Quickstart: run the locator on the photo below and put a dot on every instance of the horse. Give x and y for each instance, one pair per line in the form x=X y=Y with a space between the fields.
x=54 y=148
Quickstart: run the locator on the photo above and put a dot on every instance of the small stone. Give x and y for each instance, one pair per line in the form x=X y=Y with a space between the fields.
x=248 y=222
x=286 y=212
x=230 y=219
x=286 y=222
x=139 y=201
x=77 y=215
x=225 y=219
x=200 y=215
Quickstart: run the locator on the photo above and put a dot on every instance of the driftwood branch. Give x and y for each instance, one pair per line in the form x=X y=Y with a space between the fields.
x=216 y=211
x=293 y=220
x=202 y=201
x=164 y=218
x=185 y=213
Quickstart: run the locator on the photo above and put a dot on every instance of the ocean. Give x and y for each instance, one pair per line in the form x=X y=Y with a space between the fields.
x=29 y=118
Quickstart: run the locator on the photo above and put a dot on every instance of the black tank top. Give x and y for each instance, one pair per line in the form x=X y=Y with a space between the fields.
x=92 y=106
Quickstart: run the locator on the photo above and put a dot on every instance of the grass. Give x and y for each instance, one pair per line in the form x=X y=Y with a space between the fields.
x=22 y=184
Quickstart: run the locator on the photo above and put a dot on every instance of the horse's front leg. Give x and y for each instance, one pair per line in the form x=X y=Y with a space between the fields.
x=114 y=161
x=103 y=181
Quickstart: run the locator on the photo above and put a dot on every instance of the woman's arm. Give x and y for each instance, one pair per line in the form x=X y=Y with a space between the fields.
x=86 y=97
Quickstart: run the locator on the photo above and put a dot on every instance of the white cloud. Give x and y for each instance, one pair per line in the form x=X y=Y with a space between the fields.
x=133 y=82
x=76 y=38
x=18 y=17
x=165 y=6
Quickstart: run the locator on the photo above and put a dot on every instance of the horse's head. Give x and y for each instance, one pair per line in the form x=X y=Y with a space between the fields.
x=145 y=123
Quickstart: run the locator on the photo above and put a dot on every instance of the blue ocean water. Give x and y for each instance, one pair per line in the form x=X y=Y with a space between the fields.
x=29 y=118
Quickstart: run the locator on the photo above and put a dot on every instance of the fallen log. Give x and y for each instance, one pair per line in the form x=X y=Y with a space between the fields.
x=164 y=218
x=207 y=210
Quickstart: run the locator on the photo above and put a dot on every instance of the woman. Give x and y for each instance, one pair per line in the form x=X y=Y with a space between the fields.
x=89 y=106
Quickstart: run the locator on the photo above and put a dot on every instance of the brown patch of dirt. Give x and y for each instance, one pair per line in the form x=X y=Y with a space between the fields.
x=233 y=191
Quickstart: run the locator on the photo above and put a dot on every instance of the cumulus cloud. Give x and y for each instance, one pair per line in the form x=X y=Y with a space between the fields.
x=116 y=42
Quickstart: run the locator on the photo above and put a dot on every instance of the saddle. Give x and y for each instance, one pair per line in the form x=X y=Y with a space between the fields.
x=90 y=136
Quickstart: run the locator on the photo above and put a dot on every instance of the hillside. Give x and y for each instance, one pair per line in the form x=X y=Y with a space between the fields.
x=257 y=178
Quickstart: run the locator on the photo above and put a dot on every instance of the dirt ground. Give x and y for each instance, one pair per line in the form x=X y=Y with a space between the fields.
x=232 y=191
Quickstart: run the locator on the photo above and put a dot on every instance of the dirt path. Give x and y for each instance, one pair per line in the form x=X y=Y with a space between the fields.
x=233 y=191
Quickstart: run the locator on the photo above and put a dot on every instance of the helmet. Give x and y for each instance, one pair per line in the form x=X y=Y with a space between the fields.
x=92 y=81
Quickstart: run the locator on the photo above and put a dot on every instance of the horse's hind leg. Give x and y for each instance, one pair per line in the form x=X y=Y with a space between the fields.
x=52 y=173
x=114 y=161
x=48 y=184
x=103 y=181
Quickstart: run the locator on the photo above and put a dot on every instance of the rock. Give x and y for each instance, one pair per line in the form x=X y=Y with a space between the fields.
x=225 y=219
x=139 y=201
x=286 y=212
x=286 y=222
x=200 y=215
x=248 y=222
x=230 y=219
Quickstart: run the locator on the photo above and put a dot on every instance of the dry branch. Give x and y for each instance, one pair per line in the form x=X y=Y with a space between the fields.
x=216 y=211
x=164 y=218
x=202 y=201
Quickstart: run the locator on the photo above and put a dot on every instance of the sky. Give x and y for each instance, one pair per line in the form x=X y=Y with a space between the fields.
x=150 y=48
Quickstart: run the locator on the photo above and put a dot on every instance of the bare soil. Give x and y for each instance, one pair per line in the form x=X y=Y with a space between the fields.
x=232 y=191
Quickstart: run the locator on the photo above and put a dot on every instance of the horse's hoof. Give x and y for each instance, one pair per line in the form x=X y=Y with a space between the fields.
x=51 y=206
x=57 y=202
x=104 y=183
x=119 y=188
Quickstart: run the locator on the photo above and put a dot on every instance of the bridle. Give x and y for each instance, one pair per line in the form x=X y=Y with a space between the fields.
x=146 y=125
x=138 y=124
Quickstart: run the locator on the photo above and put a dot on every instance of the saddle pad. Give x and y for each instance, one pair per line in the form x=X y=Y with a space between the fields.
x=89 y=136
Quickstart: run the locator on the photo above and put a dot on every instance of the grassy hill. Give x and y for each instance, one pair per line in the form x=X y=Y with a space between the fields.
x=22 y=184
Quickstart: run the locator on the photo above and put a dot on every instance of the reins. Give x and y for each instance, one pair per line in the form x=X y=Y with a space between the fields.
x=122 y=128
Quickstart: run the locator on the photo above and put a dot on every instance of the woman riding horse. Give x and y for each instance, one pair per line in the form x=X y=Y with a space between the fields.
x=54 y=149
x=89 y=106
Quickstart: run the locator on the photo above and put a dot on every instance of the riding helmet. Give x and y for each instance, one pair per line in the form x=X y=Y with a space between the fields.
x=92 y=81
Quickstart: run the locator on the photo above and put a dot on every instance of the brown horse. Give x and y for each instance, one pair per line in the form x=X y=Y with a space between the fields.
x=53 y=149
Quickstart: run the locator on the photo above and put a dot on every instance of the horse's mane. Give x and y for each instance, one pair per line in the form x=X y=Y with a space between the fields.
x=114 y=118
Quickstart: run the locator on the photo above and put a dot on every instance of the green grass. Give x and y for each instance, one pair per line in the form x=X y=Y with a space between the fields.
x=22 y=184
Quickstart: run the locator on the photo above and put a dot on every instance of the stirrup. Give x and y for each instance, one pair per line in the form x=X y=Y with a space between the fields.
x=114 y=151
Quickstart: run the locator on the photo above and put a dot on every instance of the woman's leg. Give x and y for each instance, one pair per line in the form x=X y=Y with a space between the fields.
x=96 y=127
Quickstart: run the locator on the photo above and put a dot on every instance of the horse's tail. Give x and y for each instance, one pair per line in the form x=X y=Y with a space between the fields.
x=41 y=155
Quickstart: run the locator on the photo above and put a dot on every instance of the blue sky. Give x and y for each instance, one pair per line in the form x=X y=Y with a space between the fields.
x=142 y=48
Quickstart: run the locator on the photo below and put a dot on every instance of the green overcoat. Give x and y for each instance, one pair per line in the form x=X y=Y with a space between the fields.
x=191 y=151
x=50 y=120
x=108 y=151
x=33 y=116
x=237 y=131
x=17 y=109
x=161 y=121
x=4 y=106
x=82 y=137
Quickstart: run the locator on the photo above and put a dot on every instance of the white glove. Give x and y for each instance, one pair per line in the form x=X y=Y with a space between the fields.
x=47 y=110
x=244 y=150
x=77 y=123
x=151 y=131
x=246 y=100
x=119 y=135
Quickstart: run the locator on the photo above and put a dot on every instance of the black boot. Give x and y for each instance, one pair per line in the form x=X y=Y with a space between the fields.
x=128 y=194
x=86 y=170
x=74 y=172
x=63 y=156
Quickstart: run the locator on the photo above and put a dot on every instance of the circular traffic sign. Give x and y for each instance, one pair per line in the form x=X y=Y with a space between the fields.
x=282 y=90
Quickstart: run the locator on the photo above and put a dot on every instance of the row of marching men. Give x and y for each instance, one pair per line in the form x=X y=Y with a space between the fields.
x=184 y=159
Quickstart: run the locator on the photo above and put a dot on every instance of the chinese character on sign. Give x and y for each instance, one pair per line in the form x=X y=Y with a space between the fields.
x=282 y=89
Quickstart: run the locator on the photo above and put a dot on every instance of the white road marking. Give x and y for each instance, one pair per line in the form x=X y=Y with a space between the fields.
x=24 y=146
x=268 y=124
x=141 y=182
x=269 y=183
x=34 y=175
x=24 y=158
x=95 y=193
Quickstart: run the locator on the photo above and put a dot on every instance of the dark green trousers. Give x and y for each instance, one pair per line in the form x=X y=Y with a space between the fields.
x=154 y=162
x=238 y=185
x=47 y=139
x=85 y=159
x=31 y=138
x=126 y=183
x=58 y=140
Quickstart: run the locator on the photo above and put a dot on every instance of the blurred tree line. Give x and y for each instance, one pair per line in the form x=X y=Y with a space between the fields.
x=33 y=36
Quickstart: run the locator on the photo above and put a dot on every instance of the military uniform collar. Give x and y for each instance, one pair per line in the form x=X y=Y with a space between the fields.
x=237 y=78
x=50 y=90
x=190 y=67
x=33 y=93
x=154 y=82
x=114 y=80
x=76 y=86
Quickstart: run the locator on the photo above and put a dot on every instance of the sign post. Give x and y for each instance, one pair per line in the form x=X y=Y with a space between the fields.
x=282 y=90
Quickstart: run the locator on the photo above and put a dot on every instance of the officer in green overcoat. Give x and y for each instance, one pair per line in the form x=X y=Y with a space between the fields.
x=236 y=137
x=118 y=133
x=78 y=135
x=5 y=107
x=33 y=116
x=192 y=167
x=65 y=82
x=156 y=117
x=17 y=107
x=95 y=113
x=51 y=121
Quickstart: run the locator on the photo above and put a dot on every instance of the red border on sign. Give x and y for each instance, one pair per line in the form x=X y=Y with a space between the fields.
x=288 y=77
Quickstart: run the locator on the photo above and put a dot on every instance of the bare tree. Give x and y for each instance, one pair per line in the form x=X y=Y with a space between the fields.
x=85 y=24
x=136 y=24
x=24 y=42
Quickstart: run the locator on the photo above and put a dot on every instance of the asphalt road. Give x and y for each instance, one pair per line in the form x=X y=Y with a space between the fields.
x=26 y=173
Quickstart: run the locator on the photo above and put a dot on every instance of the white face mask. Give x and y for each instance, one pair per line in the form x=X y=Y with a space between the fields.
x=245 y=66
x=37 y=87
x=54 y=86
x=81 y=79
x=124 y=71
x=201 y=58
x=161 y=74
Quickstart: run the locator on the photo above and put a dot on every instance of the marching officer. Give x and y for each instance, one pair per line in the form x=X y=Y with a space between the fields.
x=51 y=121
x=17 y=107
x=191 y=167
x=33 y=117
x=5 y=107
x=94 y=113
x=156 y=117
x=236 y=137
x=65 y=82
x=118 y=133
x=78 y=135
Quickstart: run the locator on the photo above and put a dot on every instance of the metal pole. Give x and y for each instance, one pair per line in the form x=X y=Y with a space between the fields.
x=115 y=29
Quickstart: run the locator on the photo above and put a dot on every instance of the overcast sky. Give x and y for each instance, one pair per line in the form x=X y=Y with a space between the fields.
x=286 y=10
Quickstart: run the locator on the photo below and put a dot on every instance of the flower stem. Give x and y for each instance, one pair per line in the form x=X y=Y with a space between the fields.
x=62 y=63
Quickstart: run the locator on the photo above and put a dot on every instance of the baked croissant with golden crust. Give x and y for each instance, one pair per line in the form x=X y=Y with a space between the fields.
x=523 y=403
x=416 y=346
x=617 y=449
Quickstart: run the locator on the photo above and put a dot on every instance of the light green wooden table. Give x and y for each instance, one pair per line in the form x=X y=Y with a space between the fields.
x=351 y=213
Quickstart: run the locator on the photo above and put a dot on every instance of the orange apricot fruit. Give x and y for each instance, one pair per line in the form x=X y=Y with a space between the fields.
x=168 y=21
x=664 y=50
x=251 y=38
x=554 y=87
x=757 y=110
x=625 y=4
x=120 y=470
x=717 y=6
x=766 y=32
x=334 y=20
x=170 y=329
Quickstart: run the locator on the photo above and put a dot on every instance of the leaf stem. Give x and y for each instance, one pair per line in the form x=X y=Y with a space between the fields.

-.-.-

▸ **YOUR GOAL**:
Return every line from the one holding "of the light" through the end of the data, exactly as it appears, with both ends kept and nothing else.

▸ **FINAL RESULT**:
Quickstart: run the locator on the photo above and put a dot on every instance of the light green wooden table. Give x and y for each instance, one pair per line in the form x=X y=Y with a space between the fields.
x=351 y=213
Quickstart: run the locator on the photo above and put a dot on every instance of the orange apricot fruit. Give x and y for each instance, one pair per line in the form x=X y=Y with a space between the fields.
x=168 y=21
x=664 y=50
x=251 y=38
x=554 y=87
x=757 y=110
x=625 y=4
x=120 y=470
x=717 y=6
x=766 y=32
x=334 y=20
x=170 y=329
Quickstart: run the locator on the photo above and put a dot on every instance of the leaf stem. Give x and y for each instance, one pair per line in the form x=X y=Y with a space between the fields.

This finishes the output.